* _What is expected_
What lines of the data hold the string "phrase"? Copy them all.

Stored items:
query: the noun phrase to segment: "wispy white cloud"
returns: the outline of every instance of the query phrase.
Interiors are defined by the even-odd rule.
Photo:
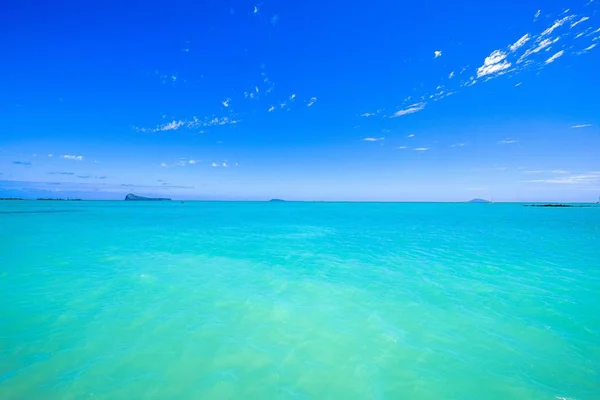
[[[227,163],[226,162],[222,162],[221,166],[224,167],[224,168],[227,168]]]
[[[587,27],[586,29],[584,29],[583,31],[581,31],[577,35],[575,35],[575,39],[578,39],[578,38],[582,37],[583,35],[589,34],[591,30],[592,30],[592,27]]]
[[[587,53],[588,51],[592,50],[596,46],[598,46],[598,43],[593,43],[593,44],[589,45],[588,47],[586,47],[585,49],[578,52],[577,54]]]
[[[515,87],[519,87],[519,86],[521,86],[522,84],[523,84],[523,82],[517,82],[517,83],[515,83]]]
[[[290,95],[290,101],[294,101],[295,98],[296,98],[296,93],[292,93]]]
[[[184,125],[186,125],[185,121],[173,120],[171,122],[167,122],[166,124],[159,125],[156,128],[136,127],[135,130],[137,130],[138,132],[166,132],[166,131],[175,131]]]
[[[211,164],[211,166],[216,168],[216,167],[219,167],[219,164],[217,164],[216,162],[214,162],[214,163]]]
[[[540,17],[541,14],[542,14],[542,10],[537,10],[535,15],[533,16],[533,20],[537,21],[537,19]]]
[[[366,112],[366,113],[362,113],[360,114],[361,117],[374,117],[375,115],[378,115],[381,113],[381,109],[375,111],[375,112]]]
[[[200,118],[194,116],[191,120],[185,122],[186,127],[194,128],[200,125]]]
[[[454,143],[450,147],[463,147],[466,143]]]
[[[403,115],[414,114],[423,110],[426,105],[427,104],[424,102],[411,104],[410,106],[403,108],[402,110],[396,111],[394,114],[392,114],[391,118],[397,118]]]
[[[181,128],[183,125],[185,125],[184,121],[171,121],[169,123],[166,123],[164,125],[160,125],[158,128],[156,128],[157,131],[160,132],[164,132],[164,131],[175,131],[179,128]]]
[[[527,171],[523,171],[524,174],[570,174],[570,171],[565,171],[564,169],[552,169],[552,170],[545,170],[545,169],[538,169],[538,170],[527,170]]]
[[[168,167],[168,165],[167,165],[167,163],[166,163],[166,162],[161,162],[161,163],[160,163],[160,166],[161,166],[161,167],[163,167],[163,168],[167,168],[167,167]]]
[[[275,26],[279,22],[279,15],[275,14],[271,17],[271,25]]]
[[[565,54],[564,50],[556,52],[550,58],[548,58],[544,63],[545,64],[553,63],[557,58],[561,57],[563,54]]]
[[[454,71],[450,72],[450,75],[448,75],[448,79],[452,79],[454,78]]]
[[[382,141],[382,140],[385,140],[385,138],[384,137],[379,137],[379,138],[376,138],[376,137],[366,137],[366,138],[363,139],[363,141],[365,141],[365,142],[379,142],[379,141]]]
[[[311,97],[311,98],[308,100],[308,102],[306,103],[306,105],[307,105],[308,107],[312,107],[312,105],[313,105],[313,104],[315,104],[315,102],[316,102],[316,101],[317,101],[317,98],[316,98],[316,97]]]
[[[410,135],[408,135],[408,137],[415,137],[415,134],[411,133]]]
[[[192,164],[192,165],[194,165],[194,164],[198,164],[198,161],[199,161],[199,160],[189,160],[189,161],[188,161],[188,164]]]
[[[54,157],[54,154],[50,153],[50,154],[48,154],[48,157],[52,158],[52,157]]]
[[[443,86],[438,86],[436,88],[436,90],[439,90],[441,87],[443,87]],[[443,99],[444,97],[452,96],[454,93],[456,93],[456,92],[448,92],[446,90],[440,90],[439,92],[434,93],[431,96],[429,96],[429,100],[438,101],[438,100]]]
[[[511,63],[506,61],[506,53],[501,50],[494,50],[483,61],[483,65],[477,68],[477,77],[481,78],[486,75],[494,75],[500,71],[510,68]]]
[[[519,40],[517,40],[516,42],[514,42],[513,44],[508,46],[508,48],[510,49],[511,52],[517,51],[521,47],[523,47],[523,45],[525,43],[527,43],[529,41],[529,39],[531,39],[531,36],[529,36],[529,33],[526,33],[525,35],[521,36],[521,38]]]
[[[519,57],[519,59],[517,60],[517,64],[522,63],[523,60],[525,60],[530,55],[539,53],[540,51],[542,51],[546,47],[550,46],[551,44],[558,42],[559,39],[560,38],[555,38],[554,40],[551,40],[551,39],[542,40],[541,42],[539,42],[539,44],[537,46],[535,46],[531,49],[527,49],[527,51],[525,51],[525,53],[523,53],[523,55],[521,55],[521,57]]]
[[[398,146],[398,147],[396,147],[396,148],[397,148],[397,149],[400,149],[400,150],[404,150],[404,149],[407,149],[407,148],[408,148],[408,146]]]
[[[553,177],[549,179],[535,179],[527,182],[552,183],[559,185],[588,185],[600,183],[600,172],[587,172],[582,174],[569,174],[566,176]]]
[[[254,6],[254,10],[252,10],[252,13],[253,14],[258,14],[259,11],[260,10],[259,10],[258,6]]]
[[[573,125],[571,128],[580,129],[580,128],[588,128],[590,126],[592,126],[592,124],[581,124],[581,125]]]
[[[229,102],[230,102],[230,101],[231,101],[231,99],[226,99],[226,100],[223,100],[223,101],[221,102],[221,104],[223,104],[223,107],[227,108],[227,107],[229,107]]]
[[[231,119],[229,117],[214,117],[212,119],[206,120],[204,122],[199,122],[200,126],[222,126],[222,125],[235,125],[239,122],[239,120]]]
[[[474,76],[471,76],[466,82],[461,83],[460,86],[461,87],[469,87],[469,86],[473,86],[476,83],[477,83],[477,79],[475,79]]]
[[[429,147],[417,147],[416,149],[413,149],[414,151],[427,151],[429,150]]]
[[[269,112],[273,112],[273,111],[275,111],[275,106],[271,106],[271,107],[269,107],[269,110],[268,110],[268,111],[269,111]]]
[[[511,144],[511,143],[518,143],[518,140],[501,140],[498,142],[498,144]]]
[[[571,28],[575,28],[577,25],[581,24],[582,22],[587,21],[588,19],[590,19],[590,17],[581,17],[579,20],[577,20],[571,24]]]
[[[433,52],[433,58],[438,58],[442,56],[441,50],[436,50]]]
[[[569,15],[567,17],[557,19],[556,21],[554,21],[554,23],[550,27],[548,27],[546,30],[544,30],[542,33],[540,33],[540,36],[546,36],[546,35],[551,34],[556,29],[563,26],[565,22],[572,20],[574,17],[575,17],[574,15]]]
[[[75,156],[72,154],[64,154],[62,158],[65,160],[83,161],[83,156]]]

* _Response to this task_
query: the noun phrase to segment: "wispy white cloud"
returns: the outline of every instance of the query phrase.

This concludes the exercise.